What needs to be done →
Below is a listing; copy all of it exactly.

Data provided →
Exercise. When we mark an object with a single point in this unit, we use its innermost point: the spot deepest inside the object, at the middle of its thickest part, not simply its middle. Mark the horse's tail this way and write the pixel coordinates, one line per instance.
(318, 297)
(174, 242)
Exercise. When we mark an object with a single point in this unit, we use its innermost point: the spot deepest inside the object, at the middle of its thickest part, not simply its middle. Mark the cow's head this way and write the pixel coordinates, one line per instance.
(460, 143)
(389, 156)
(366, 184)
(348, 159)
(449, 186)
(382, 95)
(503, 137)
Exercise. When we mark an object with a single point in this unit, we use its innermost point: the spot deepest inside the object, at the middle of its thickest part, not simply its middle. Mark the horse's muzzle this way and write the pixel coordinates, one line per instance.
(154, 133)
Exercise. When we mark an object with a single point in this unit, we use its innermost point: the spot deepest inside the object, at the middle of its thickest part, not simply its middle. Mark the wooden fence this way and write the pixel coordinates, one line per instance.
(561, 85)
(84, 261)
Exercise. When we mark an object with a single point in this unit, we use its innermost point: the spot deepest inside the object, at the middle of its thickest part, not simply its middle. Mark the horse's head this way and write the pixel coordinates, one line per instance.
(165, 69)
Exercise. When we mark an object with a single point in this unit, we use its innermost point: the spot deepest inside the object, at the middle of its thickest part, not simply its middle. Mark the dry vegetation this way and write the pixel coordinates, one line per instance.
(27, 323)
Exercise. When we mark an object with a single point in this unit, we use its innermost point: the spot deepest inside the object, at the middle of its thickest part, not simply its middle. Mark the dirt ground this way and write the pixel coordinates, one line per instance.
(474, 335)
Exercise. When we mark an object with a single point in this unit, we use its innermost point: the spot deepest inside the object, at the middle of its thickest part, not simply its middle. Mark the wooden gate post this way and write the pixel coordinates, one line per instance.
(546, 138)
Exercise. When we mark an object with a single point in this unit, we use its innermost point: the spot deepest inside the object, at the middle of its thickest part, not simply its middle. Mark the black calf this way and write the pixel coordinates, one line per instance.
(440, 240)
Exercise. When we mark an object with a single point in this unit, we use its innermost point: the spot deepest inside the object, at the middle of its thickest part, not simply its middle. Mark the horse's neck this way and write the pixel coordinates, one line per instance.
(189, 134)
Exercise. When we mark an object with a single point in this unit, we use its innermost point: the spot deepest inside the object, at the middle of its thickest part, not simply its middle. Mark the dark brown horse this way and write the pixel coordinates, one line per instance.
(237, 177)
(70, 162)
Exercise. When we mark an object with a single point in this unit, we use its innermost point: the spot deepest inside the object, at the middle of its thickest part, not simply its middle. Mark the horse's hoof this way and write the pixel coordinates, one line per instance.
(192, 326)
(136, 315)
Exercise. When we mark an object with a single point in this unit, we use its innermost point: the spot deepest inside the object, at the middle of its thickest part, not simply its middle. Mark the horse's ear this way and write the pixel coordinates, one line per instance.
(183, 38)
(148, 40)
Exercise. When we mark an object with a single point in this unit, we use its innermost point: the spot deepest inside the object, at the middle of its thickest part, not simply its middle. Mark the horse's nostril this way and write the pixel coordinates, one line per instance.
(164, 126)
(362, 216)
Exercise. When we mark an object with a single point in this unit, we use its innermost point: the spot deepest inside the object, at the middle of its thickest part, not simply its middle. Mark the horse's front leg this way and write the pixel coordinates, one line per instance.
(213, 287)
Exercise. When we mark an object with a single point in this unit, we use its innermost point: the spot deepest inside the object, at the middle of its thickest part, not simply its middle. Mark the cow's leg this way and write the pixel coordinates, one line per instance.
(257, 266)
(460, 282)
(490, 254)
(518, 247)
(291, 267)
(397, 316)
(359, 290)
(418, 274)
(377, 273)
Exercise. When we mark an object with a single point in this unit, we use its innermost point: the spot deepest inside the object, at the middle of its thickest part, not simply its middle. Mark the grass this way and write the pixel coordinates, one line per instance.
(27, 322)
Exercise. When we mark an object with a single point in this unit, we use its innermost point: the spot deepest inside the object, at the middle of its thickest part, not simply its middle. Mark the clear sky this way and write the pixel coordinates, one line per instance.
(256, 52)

Task answer →
Exercise. When we mark an object with a single point in this unit, we use its innermost point: the spot deepest inside the object, at the middle of its thickest part, not simply its middle. Mark the horse's tail this way and write the pixel coordinates, one line per instance.
(318, 297)
(174, 242)
Exercise. When we mark an object with a single point in this unit, we use its innermost point: the spot deepest inside the object, at the middle of its thickest part, not simply its middle. Mark the cow's head this way and write the pixel coordinates, one line per instance.
(460, 143)
(389, 156)
(366, 184)
(348, 159)
(449, 186)
(382, 95)
(503, 137)
Exercise. When we mark an object with a single point in this unit, we use its innermost point: the spot deepest inside the object, at the middle of its thickest part, not simply its middle. Mark the horse's muzzle this way and write the pixel coordinates, one line per instance.
(154, 133)
Exercise. When we mark an object with a single point in this unit, we use its innermost point: the spot deepest inside the object, at the middle of its thickest part, not simply its middle. Mark the wooden fence this way and write the pixel coordinates, one line per instance.
(561, 85)
(84, 261)
Exercise. When we mark an object with a single point in this unit, we use its innermost point: the spot deepest inside the object, at the middle of its thickest part, not simply its middle. Mark the horse's head this way and write the pixel coordinates, one line per instance.
(165, 69)
Exercise. When we mark an object with a single point in this unit, we use its innermost point: the spot deepest inside the object, at the middle of its thickest part, not simply its middle. Mark the dry vegetation this way and write the pixel coordinates, one line per instance.
(27, 323)
Exercise. When we mark an object with a single point in this unit, we use its innermost point: the spot deepest inside the object, at the middle of its thickest part, not simply its middle. Mark the dirt ground this way and write the pixel coordinates, one line per instance.
(474, 335)
Exercise. When we mark an object with a single point in this unit, we use its innermost point: the spot deepest inside the object, at the middle of its thickest part, not simply its middle. Mark the wooden gate post this way and write the pixel coordinates, one line per instance.
(546, 138)
Exercise. When we mark an object with a single point in this unit, we use its innermost point: the spot deepest inside the object, at the middle of its thickest part, not simply its middle. Mark the black calf this way and write the pixel coordinates, one line per instance.
(440, 240)
Exercise. When we mark an object with a single point in this unit, we use its innermost point: the spot deepest inside the object, at the middle of its thickest part, not simply its middle. Mark the horse's neck this way and write the pixel coordinates, one line per instance.
(189, 134)
Exercise. When we mark an object with a single point in this unit, we use its innermost point: the spot deepest inside the object, at the middle of its thickest part, not simply its middle. Mark the dark brown horse this way and write the pixel coordinates, one line per instance.
(237, 177)
(70, 162)
Exercise. When we mark an object with a single point in this unit, we use its innermost point: the spot deepest inside the object, at the middle of its thickest part, not simply its middle. Mark the horse's hoof this way and write the pixel coordinates, one line per instance.
(192, 326)
(136, 315)
Exercise. When we mark an object with a single point in this unit, we use its innermost point: the spot deepest inside the object, at the middle of its thickest part, not simply its middle. Mark the horse's ear this way and write the pixel coordinates, one line per instance.
(183, 38)
(148, 40)
Exercise. When we mark an object with a single point in this unit, we use its innermost point: the spot deepest inside the object, at the middle of its thickest part, not simply its middle. Mark the horse's nostril this way and write the pixel coordinates, one line per instance.
(164, 126)
(362, 216)
Exercise. When we mark an object with a single point in this unit, we use its innermost point: the spot deepest inside the object, at the middle of its thickest part, not simply its middle. Mark the horse's front leg this way and write the pixel coordinates, one line per instance.
(213, 287)
Exercise. When we mark an object with a single point in this unit, we use its innermost point: the spot deepest inside the object, at the middle of its thickest part, not simply its middle. Mark the cow's leg this way and write the pixel coordinates, one line per instance.
(257, 266)
(460, 282)
(490, 254)
(518, 247)
(291, 267)
(397, 316)
(359, 290)
(418, 274)
(377, 273)
Exercise. When we mark an object with a single point in this unit, we use its innermost point: the spot deepest inside the object, at the middle of its thickest part, not simply its middle. Mark the grass this way and write the pixel coordinates, one line per instance.
(27, 322)
Exercise. When we mark an object with a single point in this unit, we use its innermost point: the spot deepest inside the object, at the middle of its thickest part, not simply its middle. Mark the clear sky this way and write the pixel coordinates, one line per instance.
(256, 52)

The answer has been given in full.